Work instructions:
Only the lines from the one containing "Rules: pick out every instance of the street" through the final line of the material below should be output, exactly as they stand.
-- start Record excerpts --
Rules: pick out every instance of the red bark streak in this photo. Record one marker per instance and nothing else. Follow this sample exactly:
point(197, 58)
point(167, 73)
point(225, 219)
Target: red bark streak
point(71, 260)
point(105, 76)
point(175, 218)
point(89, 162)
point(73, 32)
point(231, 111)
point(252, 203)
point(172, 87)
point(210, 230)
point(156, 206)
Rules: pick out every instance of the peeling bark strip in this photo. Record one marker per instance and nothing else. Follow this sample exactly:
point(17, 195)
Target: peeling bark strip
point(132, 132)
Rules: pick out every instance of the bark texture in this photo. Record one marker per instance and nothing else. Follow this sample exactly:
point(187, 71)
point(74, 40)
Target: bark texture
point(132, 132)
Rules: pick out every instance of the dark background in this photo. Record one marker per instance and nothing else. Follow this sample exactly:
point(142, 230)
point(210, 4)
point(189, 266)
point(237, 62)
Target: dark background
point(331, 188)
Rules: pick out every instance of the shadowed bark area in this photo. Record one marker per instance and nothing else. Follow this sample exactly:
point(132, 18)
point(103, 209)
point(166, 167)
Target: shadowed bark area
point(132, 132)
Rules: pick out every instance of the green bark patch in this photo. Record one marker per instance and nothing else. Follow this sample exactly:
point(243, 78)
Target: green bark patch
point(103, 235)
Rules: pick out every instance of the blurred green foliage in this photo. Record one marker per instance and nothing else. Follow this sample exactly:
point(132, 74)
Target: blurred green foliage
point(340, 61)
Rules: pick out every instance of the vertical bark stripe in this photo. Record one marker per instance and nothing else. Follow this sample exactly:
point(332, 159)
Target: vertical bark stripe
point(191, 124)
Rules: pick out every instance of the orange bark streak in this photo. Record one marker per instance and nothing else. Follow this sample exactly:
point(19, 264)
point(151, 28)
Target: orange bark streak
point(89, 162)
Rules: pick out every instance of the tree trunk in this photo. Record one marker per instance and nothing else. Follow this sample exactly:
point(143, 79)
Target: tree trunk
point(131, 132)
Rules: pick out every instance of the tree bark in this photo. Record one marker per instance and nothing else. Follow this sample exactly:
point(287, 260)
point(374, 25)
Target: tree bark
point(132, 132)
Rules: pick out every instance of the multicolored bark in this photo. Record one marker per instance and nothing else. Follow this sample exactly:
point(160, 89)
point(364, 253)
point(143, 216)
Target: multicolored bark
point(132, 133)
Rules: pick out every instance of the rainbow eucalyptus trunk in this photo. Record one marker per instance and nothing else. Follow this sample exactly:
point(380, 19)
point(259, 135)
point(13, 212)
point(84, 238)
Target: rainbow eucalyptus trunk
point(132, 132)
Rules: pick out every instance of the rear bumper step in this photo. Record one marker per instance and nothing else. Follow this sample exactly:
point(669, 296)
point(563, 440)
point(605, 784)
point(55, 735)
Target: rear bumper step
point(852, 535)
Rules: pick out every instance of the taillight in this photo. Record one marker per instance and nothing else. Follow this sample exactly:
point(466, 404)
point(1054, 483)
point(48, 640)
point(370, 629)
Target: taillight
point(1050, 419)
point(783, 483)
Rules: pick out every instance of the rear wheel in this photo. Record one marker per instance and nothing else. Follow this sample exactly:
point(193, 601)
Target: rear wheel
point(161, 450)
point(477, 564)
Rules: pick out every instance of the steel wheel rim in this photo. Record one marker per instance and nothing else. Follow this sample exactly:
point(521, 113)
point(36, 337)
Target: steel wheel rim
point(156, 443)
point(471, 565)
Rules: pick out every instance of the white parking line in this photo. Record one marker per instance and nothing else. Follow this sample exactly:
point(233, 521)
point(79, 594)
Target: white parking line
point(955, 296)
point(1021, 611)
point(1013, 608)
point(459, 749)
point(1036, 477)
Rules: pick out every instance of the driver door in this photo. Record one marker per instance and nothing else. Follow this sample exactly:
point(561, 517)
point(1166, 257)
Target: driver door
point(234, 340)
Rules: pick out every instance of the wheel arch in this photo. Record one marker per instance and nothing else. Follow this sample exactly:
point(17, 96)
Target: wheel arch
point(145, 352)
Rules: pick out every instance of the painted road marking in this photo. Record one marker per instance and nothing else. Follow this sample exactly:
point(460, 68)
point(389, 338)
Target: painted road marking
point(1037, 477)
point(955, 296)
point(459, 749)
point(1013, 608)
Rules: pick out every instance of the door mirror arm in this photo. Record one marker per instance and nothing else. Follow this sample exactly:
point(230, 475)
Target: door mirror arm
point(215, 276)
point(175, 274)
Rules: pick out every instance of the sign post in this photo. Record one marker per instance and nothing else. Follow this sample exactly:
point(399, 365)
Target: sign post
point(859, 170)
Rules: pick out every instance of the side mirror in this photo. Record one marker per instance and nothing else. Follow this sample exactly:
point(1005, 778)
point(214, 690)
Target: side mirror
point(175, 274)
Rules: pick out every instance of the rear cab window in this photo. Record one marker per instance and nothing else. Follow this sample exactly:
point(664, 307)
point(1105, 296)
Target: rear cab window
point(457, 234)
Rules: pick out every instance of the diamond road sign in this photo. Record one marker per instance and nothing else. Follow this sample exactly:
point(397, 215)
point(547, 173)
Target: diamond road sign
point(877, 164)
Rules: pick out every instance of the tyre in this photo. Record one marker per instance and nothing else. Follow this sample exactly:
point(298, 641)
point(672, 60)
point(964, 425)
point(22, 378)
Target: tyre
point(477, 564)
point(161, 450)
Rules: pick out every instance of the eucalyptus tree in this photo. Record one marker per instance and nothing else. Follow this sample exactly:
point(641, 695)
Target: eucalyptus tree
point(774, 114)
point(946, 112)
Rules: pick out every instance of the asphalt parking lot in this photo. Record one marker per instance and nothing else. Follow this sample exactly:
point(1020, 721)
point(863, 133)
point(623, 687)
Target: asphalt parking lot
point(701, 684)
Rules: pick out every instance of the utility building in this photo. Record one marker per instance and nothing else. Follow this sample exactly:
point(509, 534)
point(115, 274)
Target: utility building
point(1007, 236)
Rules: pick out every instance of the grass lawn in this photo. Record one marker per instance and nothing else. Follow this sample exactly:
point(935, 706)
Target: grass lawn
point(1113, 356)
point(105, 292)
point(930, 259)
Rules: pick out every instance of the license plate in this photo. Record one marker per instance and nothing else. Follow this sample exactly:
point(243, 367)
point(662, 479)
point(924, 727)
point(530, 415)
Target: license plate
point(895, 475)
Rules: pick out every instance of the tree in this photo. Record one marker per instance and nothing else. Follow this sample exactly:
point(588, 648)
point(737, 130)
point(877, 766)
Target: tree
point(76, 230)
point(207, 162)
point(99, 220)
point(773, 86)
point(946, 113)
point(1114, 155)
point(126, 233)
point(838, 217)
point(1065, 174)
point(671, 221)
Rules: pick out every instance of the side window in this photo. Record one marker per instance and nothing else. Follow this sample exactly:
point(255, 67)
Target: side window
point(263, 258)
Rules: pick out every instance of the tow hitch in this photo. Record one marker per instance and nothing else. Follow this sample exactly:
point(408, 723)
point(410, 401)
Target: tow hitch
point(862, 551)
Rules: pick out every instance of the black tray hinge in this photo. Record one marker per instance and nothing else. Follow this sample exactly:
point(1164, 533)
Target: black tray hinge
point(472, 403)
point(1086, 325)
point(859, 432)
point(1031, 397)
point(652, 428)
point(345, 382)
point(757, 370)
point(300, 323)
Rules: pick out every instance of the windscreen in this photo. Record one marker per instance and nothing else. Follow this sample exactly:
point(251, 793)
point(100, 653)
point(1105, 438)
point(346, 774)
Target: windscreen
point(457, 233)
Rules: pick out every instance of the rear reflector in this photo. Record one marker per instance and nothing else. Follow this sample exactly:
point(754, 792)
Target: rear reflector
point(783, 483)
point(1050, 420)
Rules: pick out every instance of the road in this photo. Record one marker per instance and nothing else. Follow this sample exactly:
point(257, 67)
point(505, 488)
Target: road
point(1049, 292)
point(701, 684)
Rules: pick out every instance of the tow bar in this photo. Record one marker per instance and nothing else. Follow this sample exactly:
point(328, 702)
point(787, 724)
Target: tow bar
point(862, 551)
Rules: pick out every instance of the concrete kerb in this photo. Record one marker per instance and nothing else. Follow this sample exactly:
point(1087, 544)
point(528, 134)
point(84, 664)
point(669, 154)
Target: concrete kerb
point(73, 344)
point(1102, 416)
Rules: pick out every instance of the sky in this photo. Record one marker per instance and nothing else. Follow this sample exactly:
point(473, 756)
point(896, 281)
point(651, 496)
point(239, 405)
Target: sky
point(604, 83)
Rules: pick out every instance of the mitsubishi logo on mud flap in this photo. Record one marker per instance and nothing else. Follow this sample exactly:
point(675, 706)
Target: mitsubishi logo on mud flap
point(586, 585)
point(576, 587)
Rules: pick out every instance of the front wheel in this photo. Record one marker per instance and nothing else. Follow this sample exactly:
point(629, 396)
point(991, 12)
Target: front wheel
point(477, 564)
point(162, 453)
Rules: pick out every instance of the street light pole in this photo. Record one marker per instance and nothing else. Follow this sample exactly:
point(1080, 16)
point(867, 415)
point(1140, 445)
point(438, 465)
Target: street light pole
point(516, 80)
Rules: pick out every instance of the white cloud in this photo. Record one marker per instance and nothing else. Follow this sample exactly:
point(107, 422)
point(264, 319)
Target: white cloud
-- end Record excerpts --
Task solution:
Rules: pick out every instance of the street light pole in this photo. Record one marker per instance and nothing else. Follow this sample exactly:
point(1080, 16)
point(867, 415)
point(1140, 445)
point(438, 465)
Target: street light pole
point(516, 80)
Rules: pick out every instance of the white cloud in this photo. Record one marker per instance and nothing else. Follow this sample exactly:
point(107, 422)
point(264, 319)
Target: white cloud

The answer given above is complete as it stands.